### What is expected
Copy the rows below with every "instance" replaced by "occurrence", changing nothing else and leaving the pictures out.

::::

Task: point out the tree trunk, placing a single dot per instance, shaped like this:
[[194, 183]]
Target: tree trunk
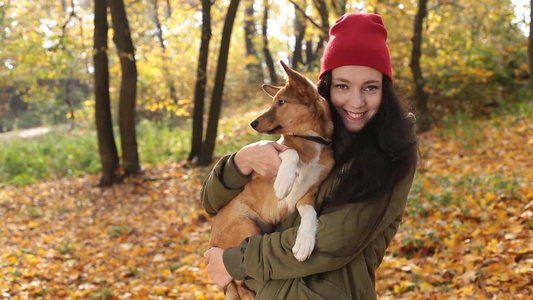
[[201, 83], [104, 124], [216, 100], [253, 63], [299, 33], [266, 51], [128, 88], [530, 45], [421, 104], [159, 35], [313, 61]]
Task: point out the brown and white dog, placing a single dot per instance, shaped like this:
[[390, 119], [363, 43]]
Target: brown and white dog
[[303, 119]]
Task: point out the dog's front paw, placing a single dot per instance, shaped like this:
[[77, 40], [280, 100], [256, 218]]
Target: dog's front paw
[[306, 236], [304, 245], [287, 173], [283, 185]]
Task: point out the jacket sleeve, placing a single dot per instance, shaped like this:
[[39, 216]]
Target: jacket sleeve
[[222, 184], [339, 233]]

::::

### Worked solution
Task: point out the tree trunk, placing a single dot per occurrence, shaped like this:
[[194, 183]]
Target: tree trunk
[[201, 83], [104, 124], [216, 100], [253, 63], [299, 33], [266, 51], [128, 88], [530, 45], [421, 104], [159, 35], [313, 61]]
Task: point out the brown and white dog, placing a single dot per occurrence, shaped like this:
[[390, 119], [363, 43]]
Target: brown and white dog
[[303, 119]]
Task: point out the dog's front paw, placing a single dot per occurrence, shaped like this:
[[77, 40], [280, 100], [256, 218]]
Target: dog's front paw
[[306, 236], [304, 245], [287, 173], [283, 185]]
Task: point out the jacket sleeve, placing a single dot per occurrence, shaped like this:
[[39, 216]]
Target: jacket sleeve
[[222, 184], [339, 233]]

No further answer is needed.